» **What this task involves**:
Turn the records below into a JSON array of strings with one string per line, leaving out blank lines.

» **Records supplied**:
--- --- ---
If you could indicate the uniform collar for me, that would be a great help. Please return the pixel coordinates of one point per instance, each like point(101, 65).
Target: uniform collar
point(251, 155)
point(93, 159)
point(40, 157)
--- --- ---
» **Problem solution**:
[
  "If you could indicate the uniform collar for me, that would be a great help. Please return the pixel coordinates of one point per instance, each like point(101, 65).",
  "Target: uniform collar",
  "point(251, 155)",
  "point(93, 159)",
  "point(40, 157)"
]